(Coordinate annotation records)
-- START --
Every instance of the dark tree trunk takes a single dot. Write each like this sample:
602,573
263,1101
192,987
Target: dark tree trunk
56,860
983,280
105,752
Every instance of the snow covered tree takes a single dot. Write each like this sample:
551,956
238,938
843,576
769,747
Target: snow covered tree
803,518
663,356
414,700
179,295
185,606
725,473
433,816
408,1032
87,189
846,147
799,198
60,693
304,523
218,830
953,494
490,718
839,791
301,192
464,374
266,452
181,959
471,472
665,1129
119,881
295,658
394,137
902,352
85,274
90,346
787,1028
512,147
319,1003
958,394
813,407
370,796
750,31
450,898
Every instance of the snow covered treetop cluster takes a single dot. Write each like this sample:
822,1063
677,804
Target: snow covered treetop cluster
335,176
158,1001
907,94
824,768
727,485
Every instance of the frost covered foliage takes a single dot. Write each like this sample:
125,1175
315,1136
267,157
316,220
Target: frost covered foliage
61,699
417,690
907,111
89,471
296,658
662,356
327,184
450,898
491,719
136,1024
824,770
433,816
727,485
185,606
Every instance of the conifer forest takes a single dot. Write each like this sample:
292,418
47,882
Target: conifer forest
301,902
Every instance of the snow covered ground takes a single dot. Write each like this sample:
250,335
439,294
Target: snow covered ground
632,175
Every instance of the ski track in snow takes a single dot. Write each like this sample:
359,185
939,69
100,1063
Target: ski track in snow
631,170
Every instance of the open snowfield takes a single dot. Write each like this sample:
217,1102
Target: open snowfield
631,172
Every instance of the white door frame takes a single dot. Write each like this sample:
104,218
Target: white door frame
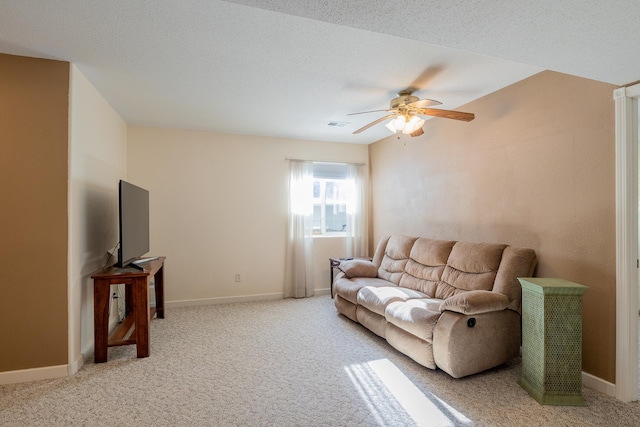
626,128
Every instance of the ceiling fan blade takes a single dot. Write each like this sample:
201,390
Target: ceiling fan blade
373,123
447,114
417,132
424,103
372,111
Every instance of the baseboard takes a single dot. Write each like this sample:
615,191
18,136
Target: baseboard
34,374
598,384
223,300
76,365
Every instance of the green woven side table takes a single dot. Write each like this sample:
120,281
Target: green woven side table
-- END --
Copy the entries from the line holding "Every instance of the open" through the end of the entries, inclusive. Keep each request unchanged and increase every coordinate in the answers by 142, leaving the sample coordinates in the requests as they are and leaving the pictures out.

■ Task result
Every instance of the open snowfield takes a single dot. Write each like this sample:
217,1102
Target: open snowfield
773,314
Every instance of the white door frame takes a single dot. Write each like this sample:
104,218
Target: white door frame
768,270
Every instance of the ceiling fan blade takes a single dot. Write each like this sample:
201,390
Target: ceiling fan blade
515,265
589,256
559,274
566,245
514,253
Every instance of the baseboard takes a single dot. Write each like this sample:
615,191
18,136
Target: baseboard
176,516
740,526
365,442
218,507
Every instance of the green woven side table takes a single dot. Write each like this sample:
120,281
Target: green woven side table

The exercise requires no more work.